◆ **Data provided**
-------------------------

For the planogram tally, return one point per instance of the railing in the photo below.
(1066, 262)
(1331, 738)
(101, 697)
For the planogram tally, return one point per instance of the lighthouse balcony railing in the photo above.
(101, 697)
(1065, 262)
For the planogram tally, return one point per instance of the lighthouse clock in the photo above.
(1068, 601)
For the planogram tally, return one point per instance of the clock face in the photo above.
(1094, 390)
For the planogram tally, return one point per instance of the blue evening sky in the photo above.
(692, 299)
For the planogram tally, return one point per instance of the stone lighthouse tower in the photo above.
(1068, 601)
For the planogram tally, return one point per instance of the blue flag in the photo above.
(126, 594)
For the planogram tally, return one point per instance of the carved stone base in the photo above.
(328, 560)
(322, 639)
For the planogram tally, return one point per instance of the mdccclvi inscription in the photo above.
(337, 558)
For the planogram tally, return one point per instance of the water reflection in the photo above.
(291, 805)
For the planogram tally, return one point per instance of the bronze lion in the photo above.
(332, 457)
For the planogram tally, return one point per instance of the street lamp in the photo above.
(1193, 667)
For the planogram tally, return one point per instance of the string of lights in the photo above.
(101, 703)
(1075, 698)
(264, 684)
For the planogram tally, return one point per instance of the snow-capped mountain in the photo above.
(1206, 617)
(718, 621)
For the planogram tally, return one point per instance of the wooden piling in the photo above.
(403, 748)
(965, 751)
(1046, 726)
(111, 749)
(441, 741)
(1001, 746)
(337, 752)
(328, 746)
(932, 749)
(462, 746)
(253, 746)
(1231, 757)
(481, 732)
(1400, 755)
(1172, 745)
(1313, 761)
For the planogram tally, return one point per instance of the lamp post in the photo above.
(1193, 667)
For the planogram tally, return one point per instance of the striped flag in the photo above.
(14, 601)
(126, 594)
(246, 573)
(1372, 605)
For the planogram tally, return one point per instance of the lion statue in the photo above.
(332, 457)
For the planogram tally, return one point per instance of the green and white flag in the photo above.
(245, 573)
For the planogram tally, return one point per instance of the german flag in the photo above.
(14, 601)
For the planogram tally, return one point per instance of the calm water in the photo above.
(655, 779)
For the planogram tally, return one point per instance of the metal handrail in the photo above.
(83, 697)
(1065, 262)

-------------------------

◆ **What you are asked to do**
Could you render every one of the lines above as a JSON list of strings, one string per line, with blank lines left out?

◆ **Solution to this problem**
[
  "For the planogram tally, return one point per instance of the railing in the photo below.",
  "(1066, 262)",
  "(1331, 738)",
  "(101, 697)",
  "For the planogram tally, return one point per instance of the lighthouse balcony railing in the photo above.",
  "(101, 697)",
  "(1065, 262)",
  "For the planogram tally, return one point per instance of the lighthouse clock in the photo above.",
  "(1068, 601)",
  "For the planogram tally, return one point per instance of the clock face in the photo above.",
  "(1094, 390)",
  "For the planogram tally, return one point per instance of the blue evening sky in the photo above.",
  "(692, 299)",
  "For the planogram tally, return one point per instance of the stone lighthouse tower in the photo above.",
  "(1068, 601)",
  "For the planogram tally, return one point per instance of the blue flag in the photo above.",
  "(126, 594)",
  "For the planogram tally, return one point per instance of the carved stone base in the photo above.",
  "(328, 560)",
  "(322, 639)",
  "For the planogram tally, return one point per instance of the mdccclvi inscription in the photo above.",
  "(337, 558)",
  "For the planogram tally, return one point per instance of the water reflection in the photo above.",
  "(291, 805)",
  "For the planogram tally, return one point per instance of the bronze lion in the photo above.",
  "(332, 457)",
  "For the planogram tally, return one point per instance of the street lamp in the photo above.",
  "(1193, 667)",
  "For the planogram tally, return one point per instance of the string of lights in the photo above.",
  "(101, 703)",
  "(1075, 698)",
  "(264, 684)",
  "For the planogram tally, return one point per instance of the snow-capped mountain in the photo above.",
  "(1206, 617)",
  "(718, 621)",
  "For the planogram tally, return one point per instance of the wooden piling in the photo above.",
  "(403, 748)",
  "(965, 751)",
  "(1046, 726)",
  "(111, 749)",
  "(441, 741)",
  "(1001, 746)",
  "(337, 752)",
  "(328, 746)",
  "(932, 749)",
  "(462, 746)",
  "(253, 746)",
  "(1231, 757)",
  "(481, 732)",
  "(1400, 755)",
  "(1172, 745)",
  "(1313, 761)",
  "For the planogram tally, return one point per instance of the lamp post in the photo above.",
  "(1193, 667)",
  "For the planogram tally, return one point per instance of the striped flag in the photo above.",
  "(14, 601)",
  "(126, 594)",
  "(246, 573)",
  "(1372, 605)",
  "For the planogram tally, return one point per instance of the lion statue in the photo above.",
  "(332, 457)",
  "For the planogram tally, return one point per instance of the green and white flag in the photo above.",
  "(245, 573)",
  "For the planogram tally, return one point per instance of the german flag in the photo above.",
  "(14, 601)",
  "For the planogram tally, return one point per instance of the calm water in the photo above.",
  "(655, 779)",
  "For the planogram tally, return one point per instance of the metal handrail in the photo above.",
  "(83, 697)",
  "(1065, 262)"
]